--- Start ---

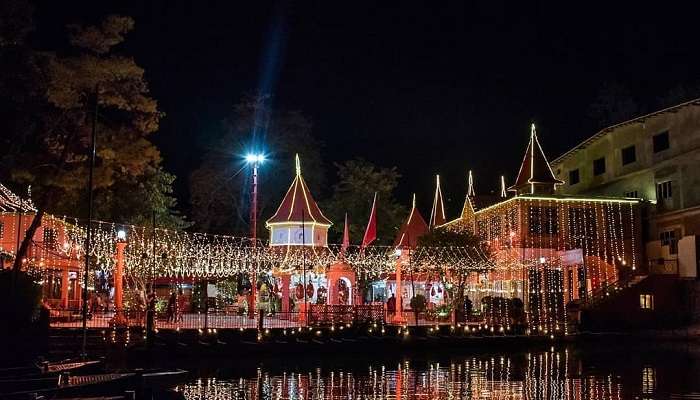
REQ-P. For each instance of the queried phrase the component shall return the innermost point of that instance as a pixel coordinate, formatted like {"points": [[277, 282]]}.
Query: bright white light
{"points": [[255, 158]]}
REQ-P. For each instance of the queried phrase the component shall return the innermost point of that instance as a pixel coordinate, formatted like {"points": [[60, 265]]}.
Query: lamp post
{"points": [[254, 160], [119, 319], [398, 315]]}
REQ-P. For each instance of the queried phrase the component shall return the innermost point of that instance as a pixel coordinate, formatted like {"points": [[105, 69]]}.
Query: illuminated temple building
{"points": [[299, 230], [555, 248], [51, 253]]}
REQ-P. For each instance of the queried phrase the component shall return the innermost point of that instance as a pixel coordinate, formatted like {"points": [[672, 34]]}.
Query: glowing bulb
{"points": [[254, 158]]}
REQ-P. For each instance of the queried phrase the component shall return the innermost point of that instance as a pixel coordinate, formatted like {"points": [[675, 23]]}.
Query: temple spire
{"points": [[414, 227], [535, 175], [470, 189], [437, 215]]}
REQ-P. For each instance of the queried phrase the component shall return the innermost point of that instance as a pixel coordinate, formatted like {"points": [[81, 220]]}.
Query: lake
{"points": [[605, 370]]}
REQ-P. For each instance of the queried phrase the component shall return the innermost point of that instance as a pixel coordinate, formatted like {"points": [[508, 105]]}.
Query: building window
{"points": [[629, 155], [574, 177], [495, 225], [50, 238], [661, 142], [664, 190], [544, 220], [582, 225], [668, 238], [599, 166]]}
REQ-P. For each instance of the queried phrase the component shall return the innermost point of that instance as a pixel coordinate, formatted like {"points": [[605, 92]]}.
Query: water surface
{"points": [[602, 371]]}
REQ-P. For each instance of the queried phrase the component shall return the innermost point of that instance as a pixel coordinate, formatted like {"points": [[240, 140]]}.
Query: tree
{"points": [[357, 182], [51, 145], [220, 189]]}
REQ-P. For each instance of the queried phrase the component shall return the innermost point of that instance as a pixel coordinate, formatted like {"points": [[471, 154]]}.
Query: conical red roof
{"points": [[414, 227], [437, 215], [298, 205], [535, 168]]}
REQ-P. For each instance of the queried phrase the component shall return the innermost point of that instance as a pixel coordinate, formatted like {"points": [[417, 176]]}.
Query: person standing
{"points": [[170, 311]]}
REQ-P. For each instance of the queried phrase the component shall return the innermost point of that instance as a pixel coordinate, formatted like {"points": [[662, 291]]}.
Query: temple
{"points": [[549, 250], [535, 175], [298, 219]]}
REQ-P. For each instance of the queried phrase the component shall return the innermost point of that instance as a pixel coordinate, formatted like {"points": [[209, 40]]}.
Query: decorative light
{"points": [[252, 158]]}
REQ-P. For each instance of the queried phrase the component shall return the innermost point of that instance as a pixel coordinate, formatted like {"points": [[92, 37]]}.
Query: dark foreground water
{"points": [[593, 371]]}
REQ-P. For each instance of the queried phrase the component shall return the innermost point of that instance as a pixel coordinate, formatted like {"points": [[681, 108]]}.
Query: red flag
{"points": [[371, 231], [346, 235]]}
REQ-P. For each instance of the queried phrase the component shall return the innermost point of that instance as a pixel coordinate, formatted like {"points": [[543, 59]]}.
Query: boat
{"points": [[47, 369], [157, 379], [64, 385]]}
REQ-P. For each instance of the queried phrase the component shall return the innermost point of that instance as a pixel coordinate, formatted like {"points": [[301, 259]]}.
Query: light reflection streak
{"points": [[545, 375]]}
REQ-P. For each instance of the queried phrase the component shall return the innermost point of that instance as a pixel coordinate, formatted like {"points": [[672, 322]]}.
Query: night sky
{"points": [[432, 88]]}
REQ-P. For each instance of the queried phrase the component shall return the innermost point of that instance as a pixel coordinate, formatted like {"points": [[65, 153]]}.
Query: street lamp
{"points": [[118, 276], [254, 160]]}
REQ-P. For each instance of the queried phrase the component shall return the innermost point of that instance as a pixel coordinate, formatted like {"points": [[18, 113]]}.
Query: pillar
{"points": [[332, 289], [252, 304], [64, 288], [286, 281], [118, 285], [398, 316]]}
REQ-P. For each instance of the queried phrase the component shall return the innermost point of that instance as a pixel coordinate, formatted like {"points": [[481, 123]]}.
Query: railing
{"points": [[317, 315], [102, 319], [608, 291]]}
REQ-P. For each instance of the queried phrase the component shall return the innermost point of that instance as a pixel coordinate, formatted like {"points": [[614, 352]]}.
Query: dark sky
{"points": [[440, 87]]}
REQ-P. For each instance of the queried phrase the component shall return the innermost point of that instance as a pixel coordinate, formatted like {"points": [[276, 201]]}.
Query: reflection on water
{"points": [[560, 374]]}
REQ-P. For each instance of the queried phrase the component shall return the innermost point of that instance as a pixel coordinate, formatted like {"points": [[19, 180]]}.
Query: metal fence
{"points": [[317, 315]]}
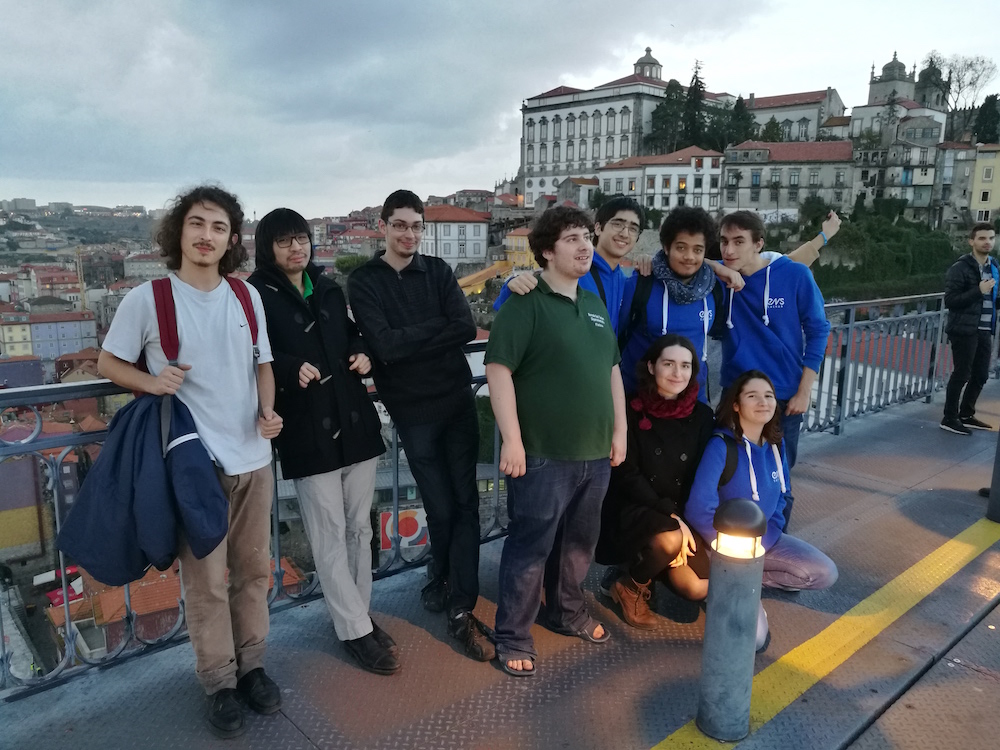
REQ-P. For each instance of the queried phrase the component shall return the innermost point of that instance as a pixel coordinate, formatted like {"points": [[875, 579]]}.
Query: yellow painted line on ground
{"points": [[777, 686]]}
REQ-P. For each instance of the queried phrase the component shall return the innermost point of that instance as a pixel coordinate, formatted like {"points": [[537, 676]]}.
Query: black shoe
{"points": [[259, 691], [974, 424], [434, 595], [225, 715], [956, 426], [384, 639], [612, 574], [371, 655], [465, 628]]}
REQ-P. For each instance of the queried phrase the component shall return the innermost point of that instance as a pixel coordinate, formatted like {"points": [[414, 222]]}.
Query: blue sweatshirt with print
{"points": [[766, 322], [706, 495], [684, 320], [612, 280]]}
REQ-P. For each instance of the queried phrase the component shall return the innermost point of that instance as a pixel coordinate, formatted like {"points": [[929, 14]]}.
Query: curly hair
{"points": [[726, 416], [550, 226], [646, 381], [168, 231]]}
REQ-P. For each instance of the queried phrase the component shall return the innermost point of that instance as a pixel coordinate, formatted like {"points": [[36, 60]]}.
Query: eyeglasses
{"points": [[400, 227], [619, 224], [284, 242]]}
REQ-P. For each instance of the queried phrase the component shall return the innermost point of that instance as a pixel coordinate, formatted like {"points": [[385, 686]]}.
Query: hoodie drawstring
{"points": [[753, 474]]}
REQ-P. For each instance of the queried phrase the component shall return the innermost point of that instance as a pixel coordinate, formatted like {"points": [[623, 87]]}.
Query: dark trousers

--- End ---

▸ **WHAT YOU ARE ASKED TO DO**:
Reproduce the material above verbatim; omit every picture.

▸ **THE COMPLETED TASK**:
REQ-P. For each instance of the queried phrase the component shall return the innermost point of that instance as a pixel coordinate, formatted like {"points": [[277, 282]]}.
Query: bright white light
{"points": [[255, 158]]}
REQ-P. For each instance of the queried phrase the component shall return the innermost point of that instance as a pixel coordinate, formatted like {"points": [[60, 265]]}.
Query: lamp post
{"points": [[254, 160], [119, 319], [398, 315]]}
REQ-P. For each instance of the queried phrase the component shall return the innermost point of that instance as a pixel coordinate, formatted like {"points": [[105, 69]]}.
Query: illuminated temple building
{"points": [[299, 230], [555, 248], [51, 253]]}
REQ-P. For each instance of the queried phrase the component shall return the innermost point of that instance as a pixel coordinate, formatted like {"points": [[672, 34]]}.
Query: glowing bulb
{"points": [[254, 158]]}
REQ-P. For each instance of the queried phrase the component shall return the innermost point of that instance as a pixel coordinate, formatted like {"points": [[675, 23]]}.
Query: temple spire
{"points": [[414, 227], [535, 175], [470, 189], [437, 215]]}
REQ-P. For each instance of the queried phrase the component shall return the innermost point of that instance as a pixel coordinate, formatted like {"points": [[81, 220]]}.
Query: lake
{"points": [[605, 370]]}
REQ-P. For each instance of the queried phrase the component shall return the innermost point of that instance as a pixel coordinate, formatted like {"points": [[508, 105]]}.
Query: building window
{"points": [[629, 155], [574, 177], [495, 225], [50, 238], [661, 142], [664, 190], [544, 220], [582, 225], [668, 238], [599, 166]]}
REQ-P. For each instance of the queried phrase the component shall return the innermost point of that instance as a pixel coordinate, formatted like {"points": [[605, 92]]}.
Query: water surface
{"points": [[602, 371]]}
REQ-P. For each instance of the queried phrase the component shall return the innermost point of that instance as a pixel coordinate, formatted like {"points": [[240, 140]]}.
Query: tree
{"points": [[357, 182], [51, 145], [220, 189]]}
REQ-P. For each instance of the queried phrase the component shall return the innermost point of that instance as a pixel coordinate, formatted like {"points": [[471, 154]]}.
Query: conical red roof
{"points": [[414, 227], [437, 215], [298, 205], [535, 168]]}
REQ-P. For each instance of the queried phrase the component shall return the innermost point of that instance as a pixel coordinate, formatted like {"points": [[417, 176]]}.
Query: person standing
{"points": [[170, 311]]}
REQ-P. For each instance of the queried phrase the component shall return the innermost point of that instance as a pixel coordinate, formatted like {"points": [[662, 291]]}.
Query: temple
{"points": [[549, 250], [535, 175], [298, 219]]}
REQ-P. For each instance of the queried phrase the component shall return the innermost point of that instance as a pixel coordinate, formatted like {"points": [[209, 40]]}.
Query: decorative light
{"points": [[252, 158]]}
REQ-P. For each instance of the queried phrase the component shall return the innermost point of that instance as a pixel coordinate, formatted like {"points": [[92, 37]]}.
Query: dark foreground water
{"points": [[593, 371]]}
REQ-P. For each instance of the queried phrase the component shall return the innermost point of that instance as a pixel coordinate, formatted like {"points": [[681, 108]]}.
Query: red flag
{"points": [[371, 231], [346, 235]]}
REQ-P. For each instance of the queried phrase the component shall return the innermost point of that instance as a pixel coordinate, formatted like {"points": [[543, 59]]}.
Query: boat
{"points": [[47, 369], [157, 379], [64, 385]]}
REQ-P. For each instance of the queried phrase the component shall return the innermost point of that instance as a pixel coordinate, formatted like {"points": [[301, 259]]}.
Query: light reflection streak
{"points": [[545, 375]]}
REQ-P. For each instance of the queried phrase the component shall return the innermost point of that instance as a pixel coordinate, formatted like {"points": [[672, 322]]}.
Query: night sky
{"points": [[432, 88]]}
REQ-P. For each instance of the queried phrase the component shall return the innermost point of that instance as a pixel coordinate, formatted like {"points": [[65, 153]]}.
Query: street lamp
{"points": [[118, 276], [254, 160]]}
REQ-P. For each instance of the queried phrase the component shall return the innermost point of that instance as a pixel coordinate, formatted like {"points": [[18, 113]]}.
Query: pillar
{"points": [[332, 289], [252, 304], [64, 288], [286, 281], [118, 285], [398, 316]]}
REQ-P. For each instance of the queried phrase the component shall return the innermost point of that instance as a pixel coordinate, formatted like {"points": [[481, 123]]}.
Query: railing
{"points": [[317, 315], [102, 319], [608, 291]]}
REQ-P. For each instance of the queried phrase the component shall return the innermost point of that instance as a pixel coordinate, formatted like {"points": [[614, 352]]}.
Query: dark sky
{"points": [[440, 87]]}
REQ-P. For each instance of the queried phrase the component shall return the innermost point of that instance as a pixel coordinate, formatted like {"points": [[276, 201]]}.
Query: reflection on water
{"points": [[560, 374]]}
REQ-P. For each instance of the queried phrase the component shall return the innermost point of that instance as a pixel coordinate, formatted like {"points": [[19, 180]]}.
Query: metal fence
{"points": [[317, 315]]}
REQ-P. For each instance of the queried phrase the component shall return the innermost point of that instance as a pixel coordinate, formatted like {"points": [[875, 579]]}.
Query: yellow painted line on ground
{"points": [[777, 686]]}
REQ-P. For each instance of the queried phrase the component shall return the innermost point of that instance as a pixel coordinate, formatted like {"points": [[537, 676]]}.
Query: black shoe
{"points": [[259, 691], [974, 424], [434, 595], [225, 715], [956, 426], [384, 639], [612, 574], [371, 655], [465, 628]]}
REQ-P. For each instance of the queried phrase the component shall return the innermost point of that instance as a pixel coordinate, formatted like {"points": [[414, 222]]}.
Query: blue sweatshirt with print
{"points": [[766, 322], [706, 495], [684, 320], [612, 280]]}
REQ-P. For each instance of the queried phrase the component shall return the innermost point of that instance as a pixel coordinate, formatted like {"points": [[929, 14]]}.
Query: curly hair
{"points": [[726, 416], [550, 226], [646, 381], [168, 231]]}
REQ-P. For each instance of the queried phrase the component shall return the innermost point of that instance as a pixel coordinate, formatted like {"points": [[36, 60]]}.
Query: eyeglasses
{"points": [[400, 227], [619, 224], [284, 242]]}
REQ-P. For each instance of the queried phrase the component shall return the innermost point of that instance as a pixel coordinate, formatted like {"points": [[385, 686]]}.
Query: hoodie drawstring
{"points": [[753, 474]]}
REQ-P. For each instance of the queried phrase the component shall return the innermost point of that instance as a pixel coordinate, formatted like {"points": [[623, 87]]}.
Query: dark trousers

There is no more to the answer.